* _Rows_:

►

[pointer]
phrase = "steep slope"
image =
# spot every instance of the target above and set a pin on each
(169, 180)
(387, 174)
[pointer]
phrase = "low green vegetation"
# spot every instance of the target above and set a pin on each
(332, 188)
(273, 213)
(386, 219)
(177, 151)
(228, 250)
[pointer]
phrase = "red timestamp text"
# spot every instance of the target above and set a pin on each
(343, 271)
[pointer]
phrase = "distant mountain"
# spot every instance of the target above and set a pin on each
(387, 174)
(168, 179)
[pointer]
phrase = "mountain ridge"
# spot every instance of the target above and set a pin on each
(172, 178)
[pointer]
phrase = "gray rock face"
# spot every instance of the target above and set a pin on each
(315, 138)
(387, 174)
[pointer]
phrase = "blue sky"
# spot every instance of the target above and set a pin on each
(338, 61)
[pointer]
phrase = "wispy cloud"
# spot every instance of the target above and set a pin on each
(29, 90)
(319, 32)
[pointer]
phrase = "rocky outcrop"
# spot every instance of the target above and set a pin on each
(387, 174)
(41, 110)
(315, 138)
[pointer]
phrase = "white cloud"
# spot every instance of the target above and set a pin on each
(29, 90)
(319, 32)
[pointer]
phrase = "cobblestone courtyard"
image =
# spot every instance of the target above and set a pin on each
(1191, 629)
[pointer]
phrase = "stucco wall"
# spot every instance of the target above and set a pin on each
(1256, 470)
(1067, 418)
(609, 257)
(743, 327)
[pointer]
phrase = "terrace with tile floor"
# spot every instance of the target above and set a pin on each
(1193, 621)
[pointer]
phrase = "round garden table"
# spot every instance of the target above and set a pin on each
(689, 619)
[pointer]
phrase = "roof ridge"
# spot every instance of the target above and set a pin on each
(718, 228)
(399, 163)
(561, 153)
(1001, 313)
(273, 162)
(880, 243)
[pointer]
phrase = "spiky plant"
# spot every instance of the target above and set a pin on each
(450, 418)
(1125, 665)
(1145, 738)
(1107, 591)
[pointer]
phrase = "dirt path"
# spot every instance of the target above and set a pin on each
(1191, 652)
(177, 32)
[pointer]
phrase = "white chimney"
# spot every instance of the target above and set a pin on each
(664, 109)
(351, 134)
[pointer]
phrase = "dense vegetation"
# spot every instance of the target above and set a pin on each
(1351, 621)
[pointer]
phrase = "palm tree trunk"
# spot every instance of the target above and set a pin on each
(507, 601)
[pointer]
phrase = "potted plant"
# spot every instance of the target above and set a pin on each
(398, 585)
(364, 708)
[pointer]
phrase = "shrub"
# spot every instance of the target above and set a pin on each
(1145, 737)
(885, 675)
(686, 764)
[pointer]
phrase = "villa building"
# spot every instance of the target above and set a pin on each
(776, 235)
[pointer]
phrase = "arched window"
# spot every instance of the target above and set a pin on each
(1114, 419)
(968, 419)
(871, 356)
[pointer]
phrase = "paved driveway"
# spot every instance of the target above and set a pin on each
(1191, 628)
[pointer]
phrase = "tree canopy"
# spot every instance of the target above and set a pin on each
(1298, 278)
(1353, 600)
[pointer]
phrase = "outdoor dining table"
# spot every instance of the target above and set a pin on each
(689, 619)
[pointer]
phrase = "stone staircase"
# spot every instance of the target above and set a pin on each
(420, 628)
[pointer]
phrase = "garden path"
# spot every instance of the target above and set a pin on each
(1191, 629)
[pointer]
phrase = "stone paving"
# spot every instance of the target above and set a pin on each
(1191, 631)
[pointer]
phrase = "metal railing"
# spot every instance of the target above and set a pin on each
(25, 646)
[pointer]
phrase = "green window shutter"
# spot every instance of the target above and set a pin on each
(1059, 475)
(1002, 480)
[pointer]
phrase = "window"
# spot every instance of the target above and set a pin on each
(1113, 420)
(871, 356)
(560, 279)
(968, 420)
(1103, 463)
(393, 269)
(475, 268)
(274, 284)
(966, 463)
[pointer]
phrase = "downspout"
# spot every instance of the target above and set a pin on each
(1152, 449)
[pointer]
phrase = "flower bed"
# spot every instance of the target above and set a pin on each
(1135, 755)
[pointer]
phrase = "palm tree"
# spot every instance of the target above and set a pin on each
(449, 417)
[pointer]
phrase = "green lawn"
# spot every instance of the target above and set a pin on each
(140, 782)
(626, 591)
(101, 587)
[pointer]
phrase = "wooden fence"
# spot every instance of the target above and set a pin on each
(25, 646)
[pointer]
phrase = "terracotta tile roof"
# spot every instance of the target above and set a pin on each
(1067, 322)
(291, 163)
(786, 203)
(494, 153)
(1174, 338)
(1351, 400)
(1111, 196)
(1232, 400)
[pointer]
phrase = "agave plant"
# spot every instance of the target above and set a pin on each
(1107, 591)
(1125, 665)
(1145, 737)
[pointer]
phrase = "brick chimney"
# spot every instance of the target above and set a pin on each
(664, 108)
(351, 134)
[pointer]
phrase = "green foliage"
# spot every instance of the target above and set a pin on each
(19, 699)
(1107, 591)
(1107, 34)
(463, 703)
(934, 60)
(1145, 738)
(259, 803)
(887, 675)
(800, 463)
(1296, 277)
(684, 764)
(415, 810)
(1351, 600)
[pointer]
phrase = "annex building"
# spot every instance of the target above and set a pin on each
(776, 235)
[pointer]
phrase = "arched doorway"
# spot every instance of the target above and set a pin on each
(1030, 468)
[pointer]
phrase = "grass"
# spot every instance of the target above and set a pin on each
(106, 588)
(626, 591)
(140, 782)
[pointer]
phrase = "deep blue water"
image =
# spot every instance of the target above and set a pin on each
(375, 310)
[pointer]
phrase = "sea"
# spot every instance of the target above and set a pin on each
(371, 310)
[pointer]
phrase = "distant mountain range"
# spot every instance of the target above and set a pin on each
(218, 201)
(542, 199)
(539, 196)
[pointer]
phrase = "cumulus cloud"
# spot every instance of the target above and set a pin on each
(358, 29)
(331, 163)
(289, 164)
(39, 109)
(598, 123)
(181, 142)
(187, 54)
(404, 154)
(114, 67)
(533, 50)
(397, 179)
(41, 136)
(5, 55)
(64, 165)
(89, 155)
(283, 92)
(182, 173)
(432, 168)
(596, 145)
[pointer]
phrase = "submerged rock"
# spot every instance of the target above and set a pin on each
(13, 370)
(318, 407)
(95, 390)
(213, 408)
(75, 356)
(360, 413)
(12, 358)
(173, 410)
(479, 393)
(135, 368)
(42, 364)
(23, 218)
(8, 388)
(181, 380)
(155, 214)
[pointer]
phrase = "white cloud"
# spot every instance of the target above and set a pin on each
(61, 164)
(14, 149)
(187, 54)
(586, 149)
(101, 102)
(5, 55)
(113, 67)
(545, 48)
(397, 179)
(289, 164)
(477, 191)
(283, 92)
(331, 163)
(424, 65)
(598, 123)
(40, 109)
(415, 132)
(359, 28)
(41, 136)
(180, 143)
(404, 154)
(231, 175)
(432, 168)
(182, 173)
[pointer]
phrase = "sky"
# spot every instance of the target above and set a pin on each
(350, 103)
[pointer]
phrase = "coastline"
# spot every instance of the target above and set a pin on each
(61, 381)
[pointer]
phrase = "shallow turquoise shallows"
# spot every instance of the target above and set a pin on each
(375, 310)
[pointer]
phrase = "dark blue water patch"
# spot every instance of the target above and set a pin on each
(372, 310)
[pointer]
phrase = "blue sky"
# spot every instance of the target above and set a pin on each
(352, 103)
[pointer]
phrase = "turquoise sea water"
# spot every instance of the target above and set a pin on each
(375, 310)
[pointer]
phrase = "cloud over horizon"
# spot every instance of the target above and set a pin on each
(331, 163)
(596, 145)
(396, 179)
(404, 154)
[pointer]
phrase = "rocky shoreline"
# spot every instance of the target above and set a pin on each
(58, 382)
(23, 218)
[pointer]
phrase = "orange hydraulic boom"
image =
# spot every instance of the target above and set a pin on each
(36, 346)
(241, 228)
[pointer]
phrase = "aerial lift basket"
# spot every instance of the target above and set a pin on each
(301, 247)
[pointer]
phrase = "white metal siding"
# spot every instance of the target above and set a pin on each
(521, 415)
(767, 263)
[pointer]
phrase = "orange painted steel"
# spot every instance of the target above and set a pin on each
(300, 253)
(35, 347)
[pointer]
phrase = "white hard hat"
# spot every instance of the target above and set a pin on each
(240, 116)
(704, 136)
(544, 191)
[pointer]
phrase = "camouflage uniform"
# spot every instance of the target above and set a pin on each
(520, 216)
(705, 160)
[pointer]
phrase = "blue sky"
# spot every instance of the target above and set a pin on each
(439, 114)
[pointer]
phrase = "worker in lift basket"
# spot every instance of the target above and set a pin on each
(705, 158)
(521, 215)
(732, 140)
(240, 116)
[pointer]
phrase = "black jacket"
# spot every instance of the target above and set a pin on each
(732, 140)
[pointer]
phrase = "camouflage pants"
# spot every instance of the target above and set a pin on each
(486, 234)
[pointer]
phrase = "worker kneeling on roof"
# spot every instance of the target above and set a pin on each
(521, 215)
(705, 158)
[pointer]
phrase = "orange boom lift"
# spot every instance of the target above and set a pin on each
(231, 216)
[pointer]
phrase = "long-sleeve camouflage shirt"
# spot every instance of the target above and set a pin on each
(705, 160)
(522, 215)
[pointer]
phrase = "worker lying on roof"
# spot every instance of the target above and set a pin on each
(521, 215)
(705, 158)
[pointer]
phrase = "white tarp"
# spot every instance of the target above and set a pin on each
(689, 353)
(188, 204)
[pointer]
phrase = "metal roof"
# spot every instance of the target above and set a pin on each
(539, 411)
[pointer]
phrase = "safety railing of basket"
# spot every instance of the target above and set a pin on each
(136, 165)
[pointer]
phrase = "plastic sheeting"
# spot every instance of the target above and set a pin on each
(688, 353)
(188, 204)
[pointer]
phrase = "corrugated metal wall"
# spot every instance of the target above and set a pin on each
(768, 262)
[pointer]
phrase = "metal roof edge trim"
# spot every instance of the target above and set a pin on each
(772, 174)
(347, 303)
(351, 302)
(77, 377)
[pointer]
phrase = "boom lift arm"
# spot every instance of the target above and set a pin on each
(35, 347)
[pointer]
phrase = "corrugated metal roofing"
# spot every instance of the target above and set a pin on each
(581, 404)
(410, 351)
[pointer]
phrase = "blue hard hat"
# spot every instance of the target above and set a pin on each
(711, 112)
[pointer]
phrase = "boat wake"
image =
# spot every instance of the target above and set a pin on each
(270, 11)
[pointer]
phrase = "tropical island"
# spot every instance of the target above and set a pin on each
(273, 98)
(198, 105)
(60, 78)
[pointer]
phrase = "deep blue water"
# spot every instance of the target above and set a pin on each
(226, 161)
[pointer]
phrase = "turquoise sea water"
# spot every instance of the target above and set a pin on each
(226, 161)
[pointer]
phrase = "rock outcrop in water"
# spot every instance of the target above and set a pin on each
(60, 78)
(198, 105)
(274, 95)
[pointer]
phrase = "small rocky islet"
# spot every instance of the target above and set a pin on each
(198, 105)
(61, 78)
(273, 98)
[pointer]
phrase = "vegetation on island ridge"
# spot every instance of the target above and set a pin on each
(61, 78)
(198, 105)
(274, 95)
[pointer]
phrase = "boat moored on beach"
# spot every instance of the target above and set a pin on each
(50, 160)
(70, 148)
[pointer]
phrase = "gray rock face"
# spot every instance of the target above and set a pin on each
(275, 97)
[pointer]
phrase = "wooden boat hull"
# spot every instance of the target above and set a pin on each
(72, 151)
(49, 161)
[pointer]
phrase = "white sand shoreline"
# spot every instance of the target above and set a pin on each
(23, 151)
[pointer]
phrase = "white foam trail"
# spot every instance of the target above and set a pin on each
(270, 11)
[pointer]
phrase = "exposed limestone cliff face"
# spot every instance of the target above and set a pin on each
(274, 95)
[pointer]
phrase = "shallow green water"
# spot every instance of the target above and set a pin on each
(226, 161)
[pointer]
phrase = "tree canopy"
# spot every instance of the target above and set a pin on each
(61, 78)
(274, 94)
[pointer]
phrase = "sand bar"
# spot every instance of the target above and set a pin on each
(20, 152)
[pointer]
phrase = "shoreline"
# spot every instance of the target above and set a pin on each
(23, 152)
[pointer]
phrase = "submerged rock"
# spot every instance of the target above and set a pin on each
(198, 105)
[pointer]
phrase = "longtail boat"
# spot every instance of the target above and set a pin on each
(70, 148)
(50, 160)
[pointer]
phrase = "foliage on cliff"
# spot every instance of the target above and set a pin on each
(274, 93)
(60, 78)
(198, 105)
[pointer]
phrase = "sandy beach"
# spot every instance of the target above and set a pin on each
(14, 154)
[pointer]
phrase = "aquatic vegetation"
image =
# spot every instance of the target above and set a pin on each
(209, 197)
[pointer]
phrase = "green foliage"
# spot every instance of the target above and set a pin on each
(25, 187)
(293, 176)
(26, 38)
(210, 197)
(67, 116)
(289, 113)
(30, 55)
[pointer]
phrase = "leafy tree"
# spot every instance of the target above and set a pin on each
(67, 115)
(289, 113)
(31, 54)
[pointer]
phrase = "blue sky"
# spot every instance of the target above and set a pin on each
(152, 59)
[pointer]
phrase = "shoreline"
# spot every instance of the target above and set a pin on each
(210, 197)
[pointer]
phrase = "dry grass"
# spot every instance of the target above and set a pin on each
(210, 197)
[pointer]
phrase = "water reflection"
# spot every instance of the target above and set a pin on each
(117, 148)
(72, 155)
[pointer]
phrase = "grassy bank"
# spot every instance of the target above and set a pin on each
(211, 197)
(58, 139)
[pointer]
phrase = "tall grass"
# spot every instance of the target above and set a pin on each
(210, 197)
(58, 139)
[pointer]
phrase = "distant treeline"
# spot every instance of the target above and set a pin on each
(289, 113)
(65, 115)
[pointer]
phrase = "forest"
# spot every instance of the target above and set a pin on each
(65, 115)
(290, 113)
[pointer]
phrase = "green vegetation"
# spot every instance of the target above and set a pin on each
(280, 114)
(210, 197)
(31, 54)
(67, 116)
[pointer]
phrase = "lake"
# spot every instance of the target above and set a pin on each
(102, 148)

◄

* _Your task_: Locate every line in the items above that contains the string "garden" and copy each of those lines out in full. Matching is case-sensitive.

* _Finished exercise_:
phrase = "round garden table"
phrase = "garden path"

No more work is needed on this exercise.